**DOCUMENT SECTION**:
================================

The EU on Wednesday slapped a record 4.34 billion euro (5 billion US dollars) anti-trust penalty on Google and gave it 90 days to end the "illegal" practices surrounding its Android operating system or face further fines.
The penalty represents just over two weeks of revenue for Google parent Alphabet Inc. and would scarcely dent its cash reserves of 102.9 billion US dollars. But it could add to a brewing trade war between Brussels and Washington.
Google said it would appeal the fine.
“Android has created more choice for everyone, not less. A vibrant ecosystem, rapid innovation and lower prices are classic hallmarks of robust competition,” it said.
EU antitrust chief Margrethe Vestager’s boss, Commission President Jean-Claude Juncker, is due to meet US President Donald Trump at the White House next Wednesday in an effort to avert threatened new tariffs on EU cars amid Trump’s complaints over the US trade deficit.
Vestager also ordered Google to halt anti-competitive practices in contractual deals with smartphone makers and telecoms providers within 90 days or face additional penalties of up to 5 percent of parent Alphabet’s average daily worldwide turnover.

================================

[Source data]
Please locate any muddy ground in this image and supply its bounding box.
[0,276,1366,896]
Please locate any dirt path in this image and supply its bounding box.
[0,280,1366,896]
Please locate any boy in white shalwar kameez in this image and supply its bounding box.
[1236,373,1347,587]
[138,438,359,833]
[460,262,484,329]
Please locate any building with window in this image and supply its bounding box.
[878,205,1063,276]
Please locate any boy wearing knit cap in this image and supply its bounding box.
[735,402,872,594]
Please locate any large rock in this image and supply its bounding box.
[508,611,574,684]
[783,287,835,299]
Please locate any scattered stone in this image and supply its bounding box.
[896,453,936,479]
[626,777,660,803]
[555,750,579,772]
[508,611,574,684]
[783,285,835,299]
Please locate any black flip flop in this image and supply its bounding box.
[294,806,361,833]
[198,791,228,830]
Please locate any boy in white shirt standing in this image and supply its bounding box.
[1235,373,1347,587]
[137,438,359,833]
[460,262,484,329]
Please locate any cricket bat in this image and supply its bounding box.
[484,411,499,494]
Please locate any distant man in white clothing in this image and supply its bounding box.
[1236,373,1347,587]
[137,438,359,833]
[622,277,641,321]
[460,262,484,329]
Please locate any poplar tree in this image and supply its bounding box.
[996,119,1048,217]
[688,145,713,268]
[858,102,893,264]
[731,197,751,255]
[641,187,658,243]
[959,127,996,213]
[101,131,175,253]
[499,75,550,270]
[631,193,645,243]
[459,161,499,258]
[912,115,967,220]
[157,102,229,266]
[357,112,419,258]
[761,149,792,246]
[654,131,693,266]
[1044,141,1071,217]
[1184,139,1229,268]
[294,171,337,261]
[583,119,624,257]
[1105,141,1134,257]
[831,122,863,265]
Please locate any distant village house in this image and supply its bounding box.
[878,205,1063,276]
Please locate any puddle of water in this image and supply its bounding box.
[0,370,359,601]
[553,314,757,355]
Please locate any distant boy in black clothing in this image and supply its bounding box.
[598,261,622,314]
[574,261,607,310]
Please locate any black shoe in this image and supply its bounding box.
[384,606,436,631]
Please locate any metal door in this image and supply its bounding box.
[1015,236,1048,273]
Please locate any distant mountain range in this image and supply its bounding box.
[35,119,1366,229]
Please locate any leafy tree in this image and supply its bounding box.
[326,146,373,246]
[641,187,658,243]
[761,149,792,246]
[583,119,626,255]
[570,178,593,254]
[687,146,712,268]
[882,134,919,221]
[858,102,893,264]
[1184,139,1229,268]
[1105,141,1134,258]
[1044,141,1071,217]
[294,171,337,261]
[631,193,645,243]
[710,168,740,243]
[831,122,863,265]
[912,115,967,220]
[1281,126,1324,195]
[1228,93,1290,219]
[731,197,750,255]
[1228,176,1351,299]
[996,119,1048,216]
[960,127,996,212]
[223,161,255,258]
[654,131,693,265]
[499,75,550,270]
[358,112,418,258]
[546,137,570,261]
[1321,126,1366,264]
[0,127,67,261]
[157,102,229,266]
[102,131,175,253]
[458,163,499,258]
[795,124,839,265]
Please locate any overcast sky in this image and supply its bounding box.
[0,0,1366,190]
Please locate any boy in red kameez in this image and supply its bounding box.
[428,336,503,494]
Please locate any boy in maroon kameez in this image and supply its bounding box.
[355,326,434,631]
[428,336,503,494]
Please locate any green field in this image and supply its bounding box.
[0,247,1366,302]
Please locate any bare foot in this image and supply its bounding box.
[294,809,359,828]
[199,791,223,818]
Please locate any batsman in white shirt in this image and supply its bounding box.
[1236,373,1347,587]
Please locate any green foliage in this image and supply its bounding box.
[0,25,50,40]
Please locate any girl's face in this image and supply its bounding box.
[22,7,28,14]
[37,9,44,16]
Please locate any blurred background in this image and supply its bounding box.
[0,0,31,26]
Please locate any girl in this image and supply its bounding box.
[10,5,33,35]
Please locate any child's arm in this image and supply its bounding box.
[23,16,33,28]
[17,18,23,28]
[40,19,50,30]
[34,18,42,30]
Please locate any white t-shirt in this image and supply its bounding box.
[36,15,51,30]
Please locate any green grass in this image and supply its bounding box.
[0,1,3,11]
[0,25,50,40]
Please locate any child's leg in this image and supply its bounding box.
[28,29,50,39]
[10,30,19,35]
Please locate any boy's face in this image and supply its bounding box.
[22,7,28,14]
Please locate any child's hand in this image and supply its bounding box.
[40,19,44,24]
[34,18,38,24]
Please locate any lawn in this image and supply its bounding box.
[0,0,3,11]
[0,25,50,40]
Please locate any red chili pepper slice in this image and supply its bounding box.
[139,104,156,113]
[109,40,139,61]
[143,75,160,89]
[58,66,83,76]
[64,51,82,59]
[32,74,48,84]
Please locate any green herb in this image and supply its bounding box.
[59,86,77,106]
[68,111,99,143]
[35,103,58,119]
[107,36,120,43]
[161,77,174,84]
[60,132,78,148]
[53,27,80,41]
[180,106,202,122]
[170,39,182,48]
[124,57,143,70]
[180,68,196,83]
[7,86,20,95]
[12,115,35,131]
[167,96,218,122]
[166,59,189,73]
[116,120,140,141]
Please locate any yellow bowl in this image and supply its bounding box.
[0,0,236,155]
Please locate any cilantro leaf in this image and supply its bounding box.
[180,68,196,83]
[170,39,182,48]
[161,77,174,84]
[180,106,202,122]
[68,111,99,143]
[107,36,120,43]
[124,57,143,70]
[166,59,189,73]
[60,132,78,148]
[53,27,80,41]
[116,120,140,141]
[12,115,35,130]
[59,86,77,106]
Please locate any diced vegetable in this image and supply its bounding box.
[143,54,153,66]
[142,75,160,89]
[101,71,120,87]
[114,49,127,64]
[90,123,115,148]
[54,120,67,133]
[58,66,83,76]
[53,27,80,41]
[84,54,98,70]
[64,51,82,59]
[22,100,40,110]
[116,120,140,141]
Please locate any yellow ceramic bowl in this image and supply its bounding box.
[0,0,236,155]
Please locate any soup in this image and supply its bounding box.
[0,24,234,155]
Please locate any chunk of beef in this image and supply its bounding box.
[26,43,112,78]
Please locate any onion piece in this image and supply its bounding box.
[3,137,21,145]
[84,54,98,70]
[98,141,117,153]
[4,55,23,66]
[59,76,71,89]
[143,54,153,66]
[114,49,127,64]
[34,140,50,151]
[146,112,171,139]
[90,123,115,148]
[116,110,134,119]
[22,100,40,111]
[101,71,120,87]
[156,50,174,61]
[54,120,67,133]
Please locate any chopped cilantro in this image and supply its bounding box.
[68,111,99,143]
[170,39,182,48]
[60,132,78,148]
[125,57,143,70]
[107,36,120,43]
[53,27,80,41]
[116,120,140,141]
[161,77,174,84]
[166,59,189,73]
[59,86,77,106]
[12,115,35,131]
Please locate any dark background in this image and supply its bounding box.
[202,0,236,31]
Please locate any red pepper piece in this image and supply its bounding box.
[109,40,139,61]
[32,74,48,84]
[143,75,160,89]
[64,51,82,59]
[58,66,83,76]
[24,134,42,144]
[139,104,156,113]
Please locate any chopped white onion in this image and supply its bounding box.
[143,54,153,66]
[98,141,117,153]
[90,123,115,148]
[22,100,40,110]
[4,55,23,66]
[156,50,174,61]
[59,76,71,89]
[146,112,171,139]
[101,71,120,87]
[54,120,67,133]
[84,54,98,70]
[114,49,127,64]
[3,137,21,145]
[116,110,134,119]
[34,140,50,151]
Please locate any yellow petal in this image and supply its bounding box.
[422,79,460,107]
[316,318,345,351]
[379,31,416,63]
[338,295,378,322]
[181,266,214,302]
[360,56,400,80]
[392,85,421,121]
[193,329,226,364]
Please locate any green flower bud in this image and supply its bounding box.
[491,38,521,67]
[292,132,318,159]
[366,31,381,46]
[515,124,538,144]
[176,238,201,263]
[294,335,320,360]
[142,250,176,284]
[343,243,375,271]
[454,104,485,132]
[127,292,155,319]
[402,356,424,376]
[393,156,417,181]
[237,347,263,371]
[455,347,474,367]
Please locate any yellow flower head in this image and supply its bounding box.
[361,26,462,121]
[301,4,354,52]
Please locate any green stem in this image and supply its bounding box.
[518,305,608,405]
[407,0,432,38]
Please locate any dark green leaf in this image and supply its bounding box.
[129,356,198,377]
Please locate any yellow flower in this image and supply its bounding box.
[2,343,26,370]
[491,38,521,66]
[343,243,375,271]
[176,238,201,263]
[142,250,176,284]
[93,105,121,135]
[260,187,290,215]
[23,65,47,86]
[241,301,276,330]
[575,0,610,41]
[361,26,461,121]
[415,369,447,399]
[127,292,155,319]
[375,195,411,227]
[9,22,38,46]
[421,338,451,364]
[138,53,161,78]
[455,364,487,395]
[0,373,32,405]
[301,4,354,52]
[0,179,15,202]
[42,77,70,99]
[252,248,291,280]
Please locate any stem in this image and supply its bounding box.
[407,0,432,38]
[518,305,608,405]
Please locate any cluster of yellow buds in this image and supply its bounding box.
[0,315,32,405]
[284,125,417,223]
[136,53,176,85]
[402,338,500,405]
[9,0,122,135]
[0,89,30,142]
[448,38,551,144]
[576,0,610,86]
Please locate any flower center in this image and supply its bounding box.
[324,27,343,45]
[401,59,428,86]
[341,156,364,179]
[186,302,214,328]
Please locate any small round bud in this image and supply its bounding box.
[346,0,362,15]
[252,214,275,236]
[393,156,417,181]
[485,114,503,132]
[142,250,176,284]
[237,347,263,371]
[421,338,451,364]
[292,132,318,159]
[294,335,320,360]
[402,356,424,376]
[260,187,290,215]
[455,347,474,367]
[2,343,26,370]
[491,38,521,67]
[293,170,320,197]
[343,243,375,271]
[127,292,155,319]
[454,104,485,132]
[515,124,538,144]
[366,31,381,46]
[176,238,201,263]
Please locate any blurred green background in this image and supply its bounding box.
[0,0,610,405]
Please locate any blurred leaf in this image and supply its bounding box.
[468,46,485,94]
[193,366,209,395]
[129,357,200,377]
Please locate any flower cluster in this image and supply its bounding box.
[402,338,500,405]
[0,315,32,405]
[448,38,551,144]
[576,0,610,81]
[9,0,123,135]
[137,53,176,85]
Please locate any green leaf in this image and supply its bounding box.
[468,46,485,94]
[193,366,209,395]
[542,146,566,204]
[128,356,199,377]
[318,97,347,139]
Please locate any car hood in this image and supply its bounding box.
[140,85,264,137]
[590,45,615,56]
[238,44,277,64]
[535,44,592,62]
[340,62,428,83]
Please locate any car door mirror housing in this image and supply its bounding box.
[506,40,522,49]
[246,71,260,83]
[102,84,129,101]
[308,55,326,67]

================================

**PROBLEM SET**:
1. Return everything in the Google fine article from "Google said it" down to "daily worldwide turnover.".
2. According to the Google fine article, who is due to meet Donald Trump at the White House next Wednesday?
Base your work on the Google fine article alone.

**ANSWERS TO THE EXERCISES**:
1.
Google said it would appeal the fine.
“Android has created more choice for everyone, not less. A vibrant ecosystem, rapid innovation and lower prices are classic hallmarks of robust competition,” it said.
EU antitrust chief Margrethe Vestager’s boss, Commission President Jean-Claude Juncker, is due to meet US President Donald Trump at the White House next Wednesday in an effort to avert threatened new tariffs on EU cars amid Trump’s complaints over the US trade deficit.
Vestager also ordered Google to halt anti-competitive practices in contractual deals with smartphone makers and telecoms providers within 90 days or face additional penalties of up to 5 percent of parent Alphabet’s average daily worldwide turnover.

2. Commission President Jean-Claude Juncker.